__DATA PROVIDED__:
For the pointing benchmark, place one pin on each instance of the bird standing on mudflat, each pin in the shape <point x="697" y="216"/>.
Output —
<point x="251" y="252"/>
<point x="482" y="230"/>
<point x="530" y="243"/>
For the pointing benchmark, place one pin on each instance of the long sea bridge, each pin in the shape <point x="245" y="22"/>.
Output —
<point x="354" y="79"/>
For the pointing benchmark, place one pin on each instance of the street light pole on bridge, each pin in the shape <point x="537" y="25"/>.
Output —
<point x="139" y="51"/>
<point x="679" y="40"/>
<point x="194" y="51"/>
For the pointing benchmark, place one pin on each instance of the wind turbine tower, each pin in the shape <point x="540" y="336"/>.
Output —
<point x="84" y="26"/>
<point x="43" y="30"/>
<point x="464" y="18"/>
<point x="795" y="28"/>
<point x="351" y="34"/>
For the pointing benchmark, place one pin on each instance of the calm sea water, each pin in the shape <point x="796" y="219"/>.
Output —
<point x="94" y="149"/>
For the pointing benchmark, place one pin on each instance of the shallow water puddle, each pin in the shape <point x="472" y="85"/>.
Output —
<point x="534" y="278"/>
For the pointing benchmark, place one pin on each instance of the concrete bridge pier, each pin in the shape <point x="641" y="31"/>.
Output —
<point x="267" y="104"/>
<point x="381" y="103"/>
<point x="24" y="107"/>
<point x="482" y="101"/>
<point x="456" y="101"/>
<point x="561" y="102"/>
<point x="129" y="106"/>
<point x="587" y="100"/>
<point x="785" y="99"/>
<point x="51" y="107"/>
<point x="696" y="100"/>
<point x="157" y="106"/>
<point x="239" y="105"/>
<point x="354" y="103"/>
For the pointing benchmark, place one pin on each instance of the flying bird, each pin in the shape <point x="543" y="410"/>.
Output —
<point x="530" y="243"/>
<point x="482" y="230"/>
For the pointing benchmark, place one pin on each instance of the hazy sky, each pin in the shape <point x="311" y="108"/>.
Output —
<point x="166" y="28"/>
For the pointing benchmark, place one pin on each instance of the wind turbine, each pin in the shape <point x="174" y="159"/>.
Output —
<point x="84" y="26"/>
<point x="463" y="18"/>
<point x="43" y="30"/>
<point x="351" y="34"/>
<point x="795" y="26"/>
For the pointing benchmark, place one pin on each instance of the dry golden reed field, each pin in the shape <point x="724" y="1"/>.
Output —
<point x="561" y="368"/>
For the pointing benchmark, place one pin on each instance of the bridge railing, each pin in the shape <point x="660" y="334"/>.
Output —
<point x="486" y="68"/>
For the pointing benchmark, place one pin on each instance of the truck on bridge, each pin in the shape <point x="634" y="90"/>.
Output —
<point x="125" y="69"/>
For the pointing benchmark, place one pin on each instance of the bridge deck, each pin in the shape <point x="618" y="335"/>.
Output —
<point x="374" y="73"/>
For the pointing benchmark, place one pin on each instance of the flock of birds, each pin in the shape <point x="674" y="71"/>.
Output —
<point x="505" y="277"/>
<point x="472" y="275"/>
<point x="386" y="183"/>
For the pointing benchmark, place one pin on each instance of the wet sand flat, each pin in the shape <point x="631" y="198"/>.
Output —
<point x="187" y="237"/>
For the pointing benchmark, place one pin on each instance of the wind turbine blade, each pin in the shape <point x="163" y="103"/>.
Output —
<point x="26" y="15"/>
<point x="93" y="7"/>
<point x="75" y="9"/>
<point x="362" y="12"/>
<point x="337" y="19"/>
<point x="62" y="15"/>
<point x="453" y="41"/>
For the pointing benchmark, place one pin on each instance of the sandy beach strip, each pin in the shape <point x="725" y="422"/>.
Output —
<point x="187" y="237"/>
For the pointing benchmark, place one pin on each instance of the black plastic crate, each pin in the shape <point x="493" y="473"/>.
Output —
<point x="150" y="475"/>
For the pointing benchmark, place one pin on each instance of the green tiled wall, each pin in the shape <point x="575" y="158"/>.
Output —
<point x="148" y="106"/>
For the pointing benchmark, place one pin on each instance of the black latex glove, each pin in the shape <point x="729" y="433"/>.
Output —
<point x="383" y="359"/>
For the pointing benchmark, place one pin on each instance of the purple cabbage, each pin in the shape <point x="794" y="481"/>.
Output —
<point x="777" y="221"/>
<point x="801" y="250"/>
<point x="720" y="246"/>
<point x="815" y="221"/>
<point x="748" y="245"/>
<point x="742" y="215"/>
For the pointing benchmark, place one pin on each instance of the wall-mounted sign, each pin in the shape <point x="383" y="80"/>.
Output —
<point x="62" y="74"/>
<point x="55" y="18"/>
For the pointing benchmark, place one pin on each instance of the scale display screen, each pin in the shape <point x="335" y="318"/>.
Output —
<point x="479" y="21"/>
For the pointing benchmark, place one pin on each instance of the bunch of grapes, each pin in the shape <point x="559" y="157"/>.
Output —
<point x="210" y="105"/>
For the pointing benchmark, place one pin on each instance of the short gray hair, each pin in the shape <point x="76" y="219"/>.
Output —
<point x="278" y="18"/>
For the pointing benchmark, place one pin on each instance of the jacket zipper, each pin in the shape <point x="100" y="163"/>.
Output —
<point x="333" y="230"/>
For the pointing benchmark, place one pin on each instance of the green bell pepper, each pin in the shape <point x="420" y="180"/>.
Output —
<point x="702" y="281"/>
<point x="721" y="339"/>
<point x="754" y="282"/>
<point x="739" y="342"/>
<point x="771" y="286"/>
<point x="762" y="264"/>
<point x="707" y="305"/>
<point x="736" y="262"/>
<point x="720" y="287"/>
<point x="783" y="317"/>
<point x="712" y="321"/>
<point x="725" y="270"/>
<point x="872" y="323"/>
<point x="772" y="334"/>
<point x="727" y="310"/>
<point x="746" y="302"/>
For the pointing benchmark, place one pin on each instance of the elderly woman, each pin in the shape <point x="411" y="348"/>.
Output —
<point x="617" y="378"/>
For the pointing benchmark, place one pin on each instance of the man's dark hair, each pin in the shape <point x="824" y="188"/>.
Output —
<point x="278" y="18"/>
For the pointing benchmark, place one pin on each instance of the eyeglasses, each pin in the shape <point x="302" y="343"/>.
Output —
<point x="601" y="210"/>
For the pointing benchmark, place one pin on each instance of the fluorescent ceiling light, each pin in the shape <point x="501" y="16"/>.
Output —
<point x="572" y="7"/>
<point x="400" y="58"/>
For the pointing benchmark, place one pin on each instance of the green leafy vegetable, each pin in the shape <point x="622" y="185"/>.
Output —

__REQUIREMENTS__: Please lay out the data above as a Markdown table with the columns Row and Line, giving each line its own numbered row and leaving out any blank lines.

__FINISHED TASK__:
| Row | Line |
|---|---|
| 1 | For the pointing benchmark, place one pin on each instance of the bird standing on mudflat, each pin in the shape <point x="697" y="216"/>. |
| 2 | Output — |
| 3 | <point x="251" y="252"/> |
| 4 | <point x="482" y="230"/> |
| 5 | <point x="530" y="243"/> |
| 6 | For the pointing benchmark, place one pin on each instance of the long sea bridge, each pin in the shape <point x="245" y="22"/>. |
| 7 | Output — |
| 8 | <point x="354" y="79"/> |
| 9 | For the pointing benchmark, place one pin on each instance of the street light pole on bridge, each pin in the shape <point x="537" y="25"/>. |
| 10 | Output — |
| 11 | <point x="139" y="51"/> |
| 12 | <point x="679" y="40"/> |
| 13 | <point x="194" y="51"/> |
| 14 | For the pointing benchmark, place one pin on each instance of the wind turbine tower, each pin in the shape <point x="540" y="336"/>. |
| 15 | Output — |
| 16 | <point x="84" y="26"/> |
| 17 | <point x="43" y="30"/> |
| 18 | <point x="464" y="18"/> |
| 19 | <point x="795" y="28"/> |
| 20 | <point x="351" y="34"/> |
| 21 | For the pointing benchmark, place one pin on each instance of the calm sea water, each pin in the shape <point x="796" y="219"/>. |
| 22 | Output — |
| 23 | <point x="94" y="149"/> |
| 24 | For the pointing benchmark, place one pin on each instance of the shallow water puddle, each pin in the shape <point x="472" y="85"/>. |
| 25 | Output — |
| 26 | <point x="534" y="278"/> |
| 27 | For the pointing benchmark, place one pin on each instance of the concrete bridge pier, each pin in the shape <point x="641" y="31"/>. |
| 28 | Output — |
| 29 | <point x="267" y="104"/> |
| 30 | <point x="381" y="103"/> |
| 31 | <point x="24" y="107"/> |
| 32 | <point x="482" y="101"/> |
| 33 | <point x="456" y="101"/> |
| 34 | <point x="561" y="102"/> |
| 35 | <point x="129" y="106"/> |
| 36 | <point x="587" y="100"/> |
| 37 | <point x="785" y="99"/> |
| 38 | <point x="51" y="107"/> |
| 39 | <point x="696" y="100"/> |
| 40 | <point x="157" y="106"/> |
| 41 | <point x="239" y="105"/> |
| 42 | <point x="354" y="103"/> |
| 43 | For the pointing benchmark, place one pin on each instance of the flying bird, each pin in the shape <point x="543" y="410"/>. |
| 44 | Output — |
| 45 | <point x="530" y="243"/> |
| 46 | <point x="482" y="230"/> |
| 47 | For the pointing benchmark, place one pin on each instance of the hazy sky, each pin in the shape <point x="311" y="108"/>. |
| 48 | Output — |
| 49 | <point x="166" y="28"/> |
| 50 | For the pointing benchmark, place one pin on each instance of the wind turbine, each pin in the shape <point x="174" y="159"/>. |
| 51 | Output — |
| 52 | <point x="84" y="26"/> |
| 53 | <point x="463" y="18"/> |
| 54 | <point x="43" y="30"/> |
| 55 | <point x="351" y="34"/> |
| 56 | <point x="795" y="26"/> |
| 57 | For the pointing benchmark, place one pin on each instance of the dry golden reed field, each pin in the shape <point x="724" y="1"/>. |
| 58 | Output — |
| 59 | <point x="561" y="368"/> |
| 60 | For the pointing benchmark, place one pin on each instance of the bridge railing, each pin in the shape <point x="660" y="334"/>. |
| 61 | Output — |
| 62 | <point x="486" y="68"/> |
| 63 | For the pointing benchmark, place one pin on each instance of the truck on bridge, each pin in the shape <point x="634" y="90"/>. |
| 64 | Output — |
| 65 | <point x="125" y="69"/> |
| 66 | For the pointing benchmark, place one pin on each instance of the bridge deck, each pin in the shape <point x="618" y="335"/>. |
| 67 | Output — |
| 68 | <point x="374" y="73"/> |
| 69 | For the pointing benchmark, place one pin on each instance of the flock of birds, each pin in the shape <point x="674" y="71"/>. |
| 70 | Output — |
| 71 | <point x="505" y="277"/> |
| 72 | <point x="472" y="275"/> |
| 73 | <point x="386" y="183"/> |
| 74 | For the pointing benchmark, place one pin on each instance of the wet sand flat, each pin in the shape <point x="631" y="198"/>. |
| 75 | Output — |
| 76 | <point x="187" y="237"/> |
| 77 | For the pointing benchmark, place one pin on each instance of the wind turbine blade, each pin in the shape <point x="163" y="103"/>. |
| 78 | Output — |
| 79 | <point x="26" y="15"/> |
| 80 | <point x="93" y="7"/> |
| 81 | <point x="75" y="9"/> |
| 82 | <point x="362" y="12"/> |
| 83 | <point x="337" y="19"/> |
| 84 | <point x="62" y="15"/> |
| 85 | <point x="453" y="41"/> |
| 86 | For the pointing benchmark, place one pin on each instance of the sandy beach strip, each pin in the shape <point x="725" y="422"/>. |
| 87 | Output — |
| 88 | <point x="187" y="237"/> |
| 89 | For the pointing benchmark, place one pin on each instance of the black plastic crate, each pin in the shape <point x="493" y="473"/>. |
| 90 | Output — |
| 91 | <point x="150" y="475"/> |
| 92 | For the pointing benchmark, place one pin on each instance of the green tiled wall, each pin in the shape <point x="575" y="158"/>. |
| 93 | Output — |
| 94 | <point x="148" y="106"/> |
| 95 | For the pointing benchmark, place one pin on each instance of the black latex glove, each pin in the shape <point x="729" y="433"/>. |
| 96 | Output — |
| 97 | <point x="383" y="359"/> |
| 98 | For the pointing benchmark, place one pin on each instance of the purple cabbage, each pin in the shape <point x="794" y="481"/>. |
| 99 | Output — |
| 100 | <point x="777" y="221"/> |
| 101 | <point x="801" y="250"/> |
| 102 | <point x="720" y="246"/> |
| 103 | <point x="815" y="221"/> |
| 104 | <point x="748" y="245"/> |
| 105 | <point x="742" y="215"/> |
| 106 | For the pointing benchmark, place one pin on each instance of the wall-mounted sign, each pin in the shape <point x="383" y="80"/>. |
| 107 | Output — |
| 108 | <point x="62" y="74"/> |
| 109 | <point x="55" y="18"/> |
| 110 | For the pointing benchmark, place one pin on each instance of the scale display screen, each pin in the shape <point x="335" y="318"/>. |
| 111 | Output — |
| 112 | <point x="479" y="21"/> |
| 113 | For the pointing benchmark, place one pin on each instance of the bunch of grapes, each pin in the shape <point x="559" y="157"/>. |
| 114 | Output — |
| 115 | <point x="210" y="105"/> |
| 116 | For the pointing benchmark, place one pin on each instance of the short gray hair, each pin in the shape <point x="76" y="219"/>. |
| 117 | Output — |
| 118 | <point x="278" y="18"/> |
| 119 | For the pointing benchmark, place one pin on each instance of the jacket zipper, each pin in the shape <point x="100" y="163"/>. |
| 120 | Output — |
| 121 | <point x="333" y="230"/> |
| 122 | For the pointing benchmark, place one pin on each instance of the green bell pepper, each pin in the shape <point x="420" y="180"/>. |
| 123 | Output — |
| 124 | <point x="702" y="281"/> |
| 125 | <point x="721" y="339"/> |
| 126 | <point x="754" y="282"/> |
| 127 | <point x="739" y="342"/> |
| 128 | <point x="771" y="286"/> |
| 129 | <point x="762" y="264"/> |
| 130 | <point x="707" y="305"/> |
| 131 | <point x="736" y="262"/> |
| 132 | <point x="720" y="287"/> |
| 133 | <point x="783" y="317"/> |
| 134 | <point x="712" y="321"/> |
| 135 | <point x="725" y="270"/> |
| 136 | <point x="872" y="323"/> |
| 137 | <point x="772" y="334"/> |
| 138 | <point x="727" y="310"/> |
| 139 | <point x="746" y="302"/> |
| 140 | For the pointing benchmark, place one pin on each instance of the elderly woman, each pin in the shape <point x="411" y="348"/>. |
| 141 | Output — |
| 142 | <point x="617" y="378"/> |
| 143 | For the pointing benchmark, place one pin on each instance of the man's dark hair, each pin in the shape <point x="824" y="188"/>. |
| 144 | Output — |
| 145 | <point x="278" y="18"/> |
| 146 | For the pointing benchmark, place one pin on each instance of the eyeglasses, each pin in the shape <point x="302" y="343"/>. |
| 147 | Output — |
| 148 | <point x="601" y="210"/> |
| 149 | For the pointing benchmark, place one pin on each instance of the fluorescent ceiling light, each pin in the shape <point x="501" y="16"/>. |
| 150 | Output — |
| 151 | <point x="572" y="7"/> |
| 152 | <point x="400" y="58"/> |
| 153 | For the pointing benchmark, place one pin on each instance of the green leafy vegetable, each pin in the shape <point x="622" y="185"/>. |
| 154 | Output — |